[Opening Text section section]

The term ethnogenesis is derived from the Greek ethnos, signifying a people sharing a same language and culture. The term ethnos is synonymous with the Latin gens (gentes in the plural) and the less common natio. The Greek and the Latin words worked their way into the English language as nation in Middle English and ethnic group in modern English. Both are used to signify a group of people sharing a common language, common ancestry, common culture, and common territory (though the territory may be an ancestral homeland). The term ethnogenesis is used to describe the process by which an ethnic group or nation (in the older sense of “people” and not “state”) is formed. There are many cases of ethnogenesis recorded in history. A case in point is the emergence of the Métis, in the valley of the Red River in what is now Manitoba. The descendants of 18th-century French-speaking fur traders working for the trading companies plying the Canadian and American interior for furs and indigenous wives, the Métis emerged as a distinct cultural entity in the 18th century, with a distinct culture that was a hybrid of French-Canadian and indigenous culture and a distinct language that was a Creole admixture of the French and Cree language. By the mid-18th century, the Métis were referring to themselves as a “new nation,” and the ethnogenesis of a new ethnic group or nation was complete.
The Métis are an exceptional group in that their emergence is clearly documented and happened within the last few centuries. In certain cases, the origins of a group are known only in their myths. This is the case with Judaism, and the biblical account of the origin of the Jewish population is traced back to Adam and Eve in the book of Genesis. However, other cultures have accounts of their ethnogeneses. One of the oldest creation accounts is the Rig Veda, which was written down 3,500 to 4,000 years ago and recounts the creation of the world. Along with the other Vedas, it recounts the history of the Aryan invaders who came to settle in northern India.

[Closing Text section section]

Activities >>
**1.** Write out the passage of the ethnogenesis text that begins at the words "The Métis are" and stops after the words "in northern India.".
**2.** Continue the text on ethnogenesis from the point where it ends.
The records have no connection to the ethnogenesis text.

[Opening Recorded information section]

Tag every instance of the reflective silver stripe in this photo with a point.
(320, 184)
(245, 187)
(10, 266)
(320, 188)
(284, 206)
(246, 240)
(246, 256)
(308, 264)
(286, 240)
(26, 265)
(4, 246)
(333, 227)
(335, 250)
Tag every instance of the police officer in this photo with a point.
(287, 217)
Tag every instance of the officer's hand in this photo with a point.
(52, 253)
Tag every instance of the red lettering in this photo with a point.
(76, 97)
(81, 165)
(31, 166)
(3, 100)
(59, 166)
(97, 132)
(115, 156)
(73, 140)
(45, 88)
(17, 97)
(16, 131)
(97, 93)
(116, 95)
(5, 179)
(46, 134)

[Closing Recorded information section]
[Opening Recorded information section]

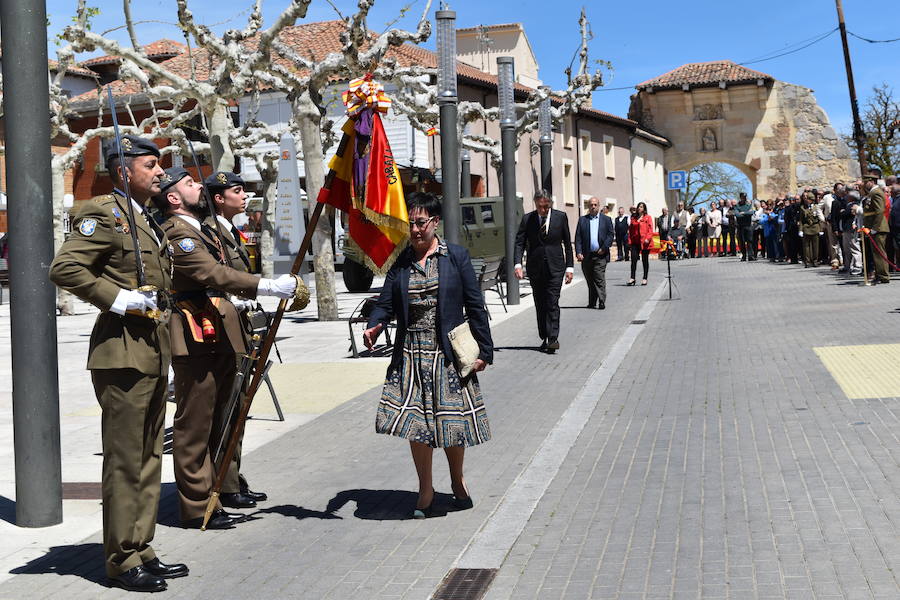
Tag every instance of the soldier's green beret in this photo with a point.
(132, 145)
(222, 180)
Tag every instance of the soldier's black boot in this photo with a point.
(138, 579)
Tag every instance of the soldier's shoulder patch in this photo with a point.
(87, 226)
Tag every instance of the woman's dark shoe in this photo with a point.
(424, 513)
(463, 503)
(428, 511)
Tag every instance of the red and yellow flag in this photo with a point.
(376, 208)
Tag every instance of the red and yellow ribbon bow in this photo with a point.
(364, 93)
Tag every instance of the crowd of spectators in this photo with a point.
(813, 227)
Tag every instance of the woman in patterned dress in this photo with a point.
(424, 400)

[Closing Recorded information section]

Answers by item >>
**1.**
The Métis are an exceptional group in that their emergence is clearly documented and happened within the last few centuries. In certain cases, the origins of a group are known only in their myths. This is the case with Judaism, and the biblical account of the origin of the Jewish population is traced back to Adam and Eve in the book of Genesis. However, other cultures have accounts of their ethnogeneses. One of the oldest creation accounts is the Rig Veda, which was written down 3,500 to 4,000 years ago and recounts the creation of the world. Along with the other Vedas, it recounts the history of the Aryan invaders who came to settle in northern India.

**2.**
Having a name is often central to determining whether ethnogenesis has occurred. Quite often, a population defines itself as being “human.” The term Inuit is used by the Inuit (Eskimo) as an ethnonym meaning “people” and is the plural of Inuk, or “person,” and this term would not have been applied to neighboring indigenous populations. In a similar vein, the original meaning of the word barbarian in the Greek language simply signified an individual from another ethnos who did not speak Greek. Likewise, by the 14th century, the inhabitants of the principalities of Eastern Rus (what is now central Russia) were calling their land “the Russian land” and saw themselves as having a distinct language and identity. This was the result of a centuries-long process of ethnogenesis in which they saw their nation or people emerging out of an older Slavic people. In each case, you have the emergence of nations or ethnic groups with their own origin myth.
References:
- Hastings, A. (1997). The construction of nationhood: Ethnicity, religion, and nationalism. Cambridge: Cambridge University Press.
- Smith, A. D. (2004). The antiquity of nations. Malden, MA: Polity Press.